--- Start Provided data ---

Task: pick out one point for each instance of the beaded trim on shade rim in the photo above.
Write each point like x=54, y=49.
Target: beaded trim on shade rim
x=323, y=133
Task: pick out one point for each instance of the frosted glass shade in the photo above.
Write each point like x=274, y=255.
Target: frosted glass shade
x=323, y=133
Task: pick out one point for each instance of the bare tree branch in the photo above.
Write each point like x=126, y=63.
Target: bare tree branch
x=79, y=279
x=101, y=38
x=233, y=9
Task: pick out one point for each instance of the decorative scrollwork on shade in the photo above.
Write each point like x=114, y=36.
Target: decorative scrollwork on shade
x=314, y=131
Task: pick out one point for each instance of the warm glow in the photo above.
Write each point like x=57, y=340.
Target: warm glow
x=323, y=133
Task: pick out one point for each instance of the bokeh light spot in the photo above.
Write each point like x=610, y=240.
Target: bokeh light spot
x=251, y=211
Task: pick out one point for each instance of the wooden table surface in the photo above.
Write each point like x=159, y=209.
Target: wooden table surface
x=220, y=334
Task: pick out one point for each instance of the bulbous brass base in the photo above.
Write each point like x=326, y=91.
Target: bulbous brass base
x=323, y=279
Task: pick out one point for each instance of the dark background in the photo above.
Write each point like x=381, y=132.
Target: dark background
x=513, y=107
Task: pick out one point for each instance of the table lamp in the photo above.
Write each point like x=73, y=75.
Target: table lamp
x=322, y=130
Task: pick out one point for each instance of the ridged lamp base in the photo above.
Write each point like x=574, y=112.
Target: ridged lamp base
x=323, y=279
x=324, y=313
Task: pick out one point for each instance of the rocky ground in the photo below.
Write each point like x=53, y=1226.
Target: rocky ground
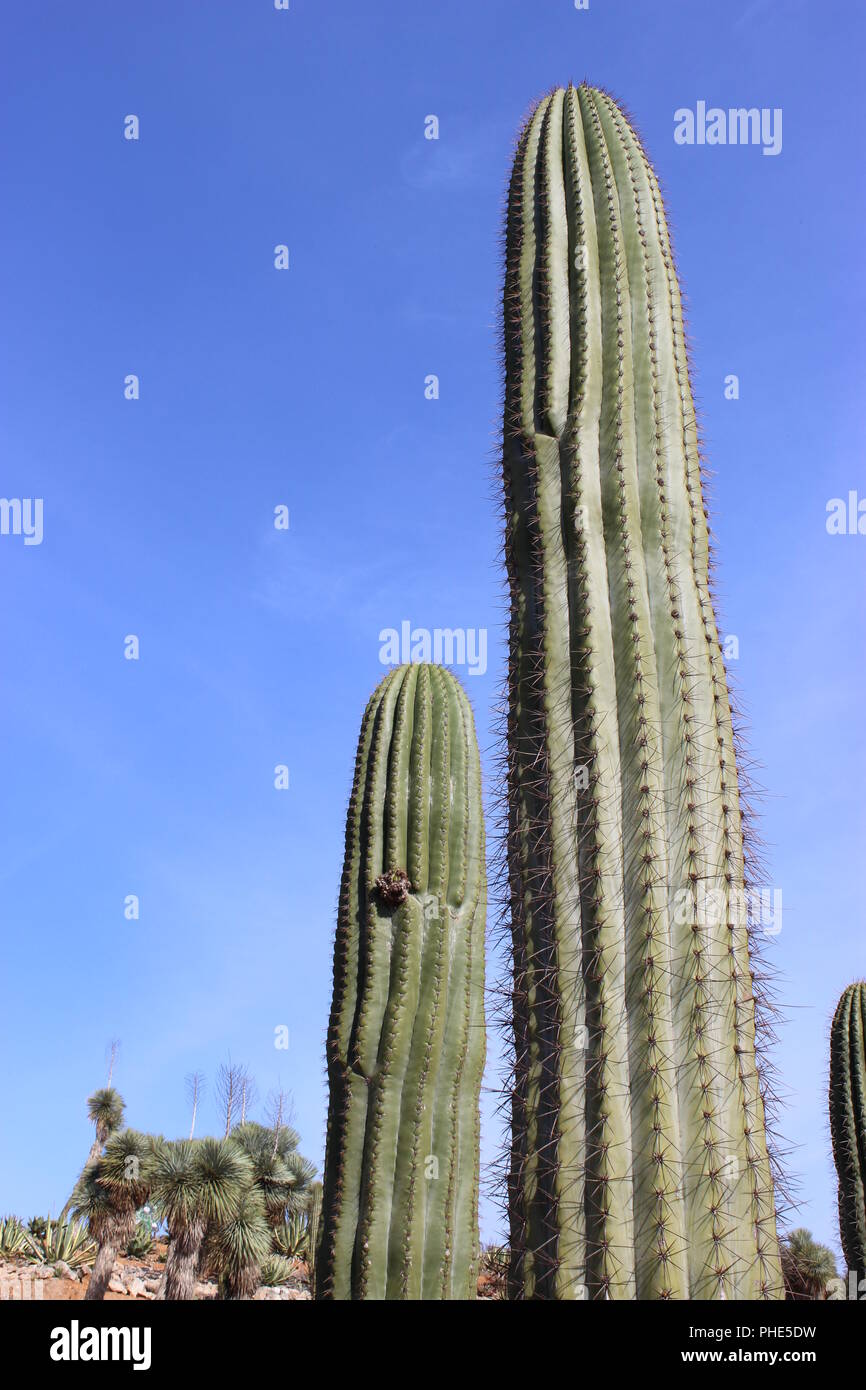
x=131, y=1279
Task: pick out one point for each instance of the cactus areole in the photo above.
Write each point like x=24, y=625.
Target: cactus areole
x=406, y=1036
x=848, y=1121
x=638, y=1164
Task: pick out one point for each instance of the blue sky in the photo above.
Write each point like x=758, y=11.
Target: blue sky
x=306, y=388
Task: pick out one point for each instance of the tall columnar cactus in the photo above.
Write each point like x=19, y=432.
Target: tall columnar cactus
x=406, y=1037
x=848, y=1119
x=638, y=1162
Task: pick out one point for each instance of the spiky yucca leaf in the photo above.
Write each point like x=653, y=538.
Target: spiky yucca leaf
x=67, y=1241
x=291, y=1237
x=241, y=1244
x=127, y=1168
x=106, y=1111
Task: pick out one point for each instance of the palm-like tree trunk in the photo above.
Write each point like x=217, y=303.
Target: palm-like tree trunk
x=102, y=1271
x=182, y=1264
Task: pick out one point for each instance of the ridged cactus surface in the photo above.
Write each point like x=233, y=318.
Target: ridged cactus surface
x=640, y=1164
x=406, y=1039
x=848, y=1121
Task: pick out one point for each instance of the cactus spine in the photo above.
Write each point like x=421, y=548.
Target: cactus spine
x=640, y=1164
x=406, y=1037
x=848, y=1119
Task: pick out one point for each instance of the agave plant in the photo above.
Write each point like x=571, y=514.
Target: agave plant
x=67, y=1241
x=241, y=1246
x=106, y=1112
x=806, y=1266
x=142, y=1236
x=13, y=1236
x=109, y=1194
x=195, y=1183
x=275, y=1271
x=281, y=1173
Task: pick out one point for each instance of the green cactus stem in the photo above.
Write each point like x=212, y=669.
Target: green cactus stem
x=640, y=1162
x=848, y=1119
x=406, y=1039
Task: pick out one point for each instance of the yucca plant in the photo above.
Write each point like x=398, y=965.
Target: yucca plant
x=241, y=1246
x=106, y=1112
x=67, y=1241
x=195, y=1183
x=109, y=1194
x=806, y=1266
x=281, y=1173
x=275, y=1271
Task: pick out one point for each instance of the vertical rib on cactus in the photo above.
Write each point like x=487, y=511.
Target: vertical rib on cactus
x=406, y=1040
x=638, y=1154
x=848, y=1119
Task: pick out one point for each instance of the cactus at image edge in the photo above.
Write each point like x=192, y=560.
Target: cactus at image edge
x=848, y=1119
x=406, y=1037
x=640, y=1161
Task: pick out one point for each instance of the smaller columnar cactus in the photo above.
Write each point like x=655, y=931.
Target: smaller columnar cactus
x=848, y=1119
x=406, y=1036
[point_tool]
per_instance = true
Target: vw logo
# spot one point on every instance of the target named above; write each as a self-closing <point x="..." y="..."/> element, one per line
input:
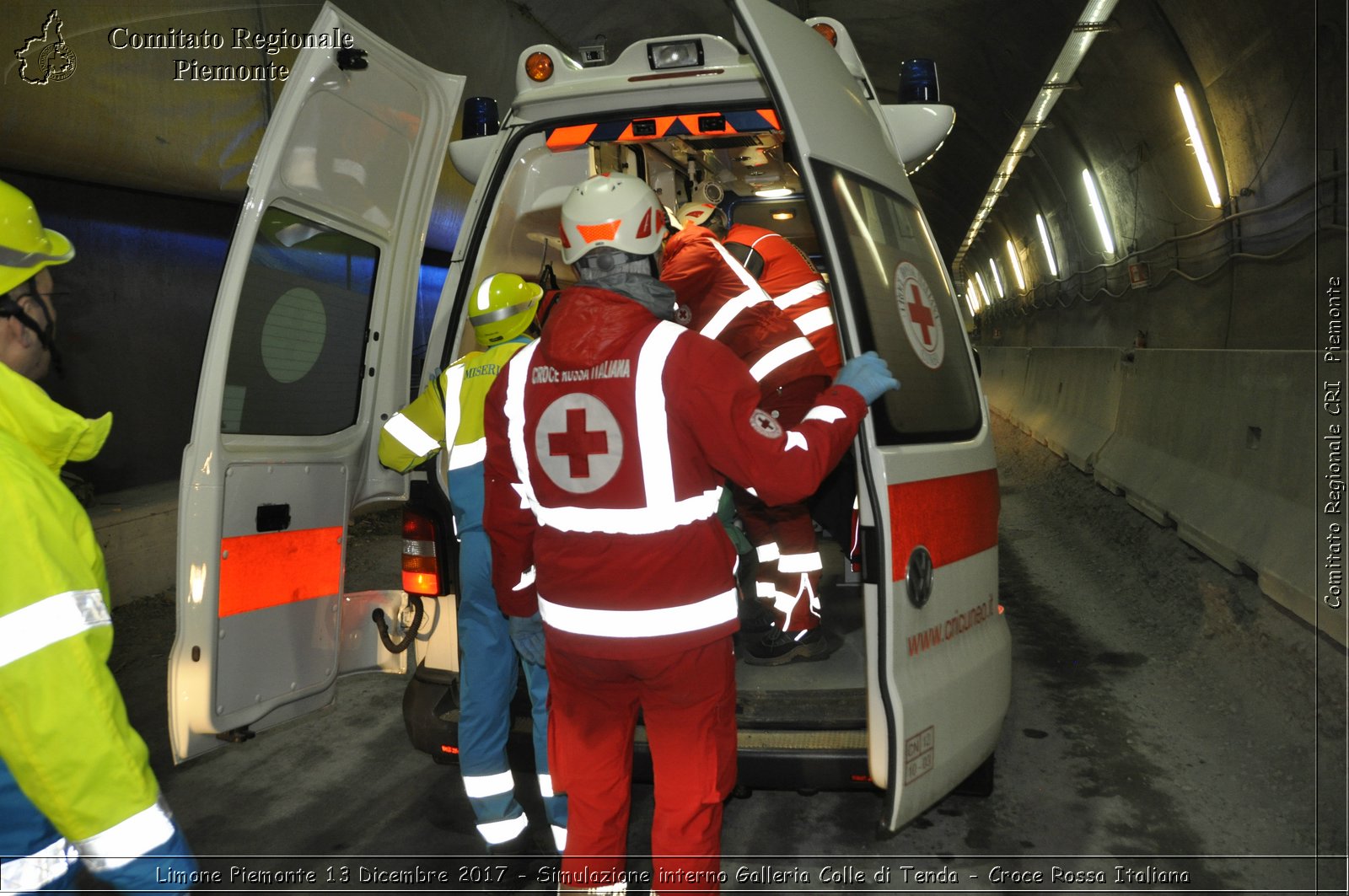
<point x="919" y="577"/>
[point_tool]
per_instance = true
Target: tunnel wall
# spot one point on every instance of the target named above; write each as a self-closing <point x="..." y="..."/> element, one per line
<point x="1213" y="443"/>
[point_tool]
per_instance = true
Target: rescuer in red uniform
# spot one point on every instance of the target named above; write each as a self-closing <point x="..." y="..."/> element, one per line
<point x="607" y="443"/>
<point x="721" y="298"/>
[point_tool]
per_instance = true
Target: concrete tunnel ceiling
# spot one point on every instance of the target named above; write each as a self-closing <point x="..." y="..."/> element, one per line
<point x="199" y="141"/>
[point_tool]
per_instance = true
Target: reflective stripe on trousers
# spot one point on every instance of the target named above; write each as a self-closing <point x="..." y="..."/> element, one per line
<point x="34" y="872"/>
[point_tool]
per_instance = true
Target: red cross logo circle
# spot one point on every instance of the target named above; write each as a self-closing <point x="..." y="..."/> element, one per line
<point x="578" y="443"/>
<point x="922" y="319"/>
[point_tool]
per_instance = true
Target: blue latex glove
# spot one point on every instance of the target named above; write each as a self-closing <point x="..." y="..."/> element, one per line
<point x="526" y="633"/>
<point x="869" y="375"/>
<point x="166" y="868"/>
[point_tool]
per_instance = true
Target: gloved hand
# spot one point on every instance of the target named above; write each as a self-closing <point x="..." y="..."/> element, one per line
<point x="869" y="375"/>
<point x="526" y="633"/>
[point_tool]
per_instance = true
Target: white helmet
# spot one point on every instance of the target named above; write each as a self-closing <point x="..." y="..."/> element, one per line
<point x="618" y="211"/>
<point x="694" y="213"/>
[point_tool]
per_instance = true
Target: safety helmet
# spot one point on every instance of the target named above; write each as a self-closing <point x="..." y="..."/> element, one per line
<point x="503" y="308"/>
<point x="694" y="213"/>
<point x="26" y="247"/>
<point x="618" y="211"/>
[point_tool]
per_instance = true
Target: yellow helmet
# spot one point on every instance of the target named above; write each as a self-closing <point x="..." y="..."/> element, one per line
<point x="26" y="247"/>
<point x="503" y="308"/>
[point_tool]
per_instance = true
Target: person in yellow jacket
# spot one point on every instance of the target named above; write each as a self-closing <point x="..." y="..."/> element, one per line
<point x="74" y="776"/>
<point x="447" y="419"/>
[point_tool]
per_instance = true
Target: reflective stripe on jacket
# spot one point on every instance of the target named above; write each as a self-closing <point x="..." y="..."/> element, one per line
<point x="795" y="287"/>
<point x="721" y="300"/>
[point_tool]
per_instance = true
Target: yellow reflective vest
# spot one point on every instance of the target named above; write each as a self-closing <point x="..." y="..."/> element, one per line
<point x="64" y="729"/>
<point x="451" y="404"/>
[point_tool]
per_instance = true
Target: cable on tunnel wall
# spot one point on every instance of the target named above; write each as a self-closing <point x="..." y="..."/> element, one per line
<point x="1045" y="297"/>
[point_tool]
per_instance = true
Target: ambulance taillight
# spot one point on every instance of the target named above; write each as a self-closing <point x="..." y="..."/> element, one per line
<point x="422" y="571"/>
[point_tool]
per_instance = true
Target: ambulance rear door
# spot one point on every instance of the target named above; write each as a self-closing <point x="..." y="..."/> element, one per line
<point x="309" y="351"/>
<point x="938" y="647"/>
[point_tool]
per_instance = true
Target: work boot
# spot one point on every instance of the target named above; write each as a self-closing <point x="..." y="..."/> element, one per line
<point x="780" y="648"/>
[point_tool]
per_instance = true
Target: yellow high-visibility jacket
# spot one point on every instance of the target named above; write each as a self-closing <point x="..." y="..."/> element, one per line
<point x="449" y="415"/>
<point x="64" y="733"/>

--- End Provided data ---

Please find every line in the material above that contains the word "frosted" and copy each of those lines.

Solution for this problem:
Task: pick out one point for each instance of the frosted glass shade in the photo above.
Target: frosted glass shade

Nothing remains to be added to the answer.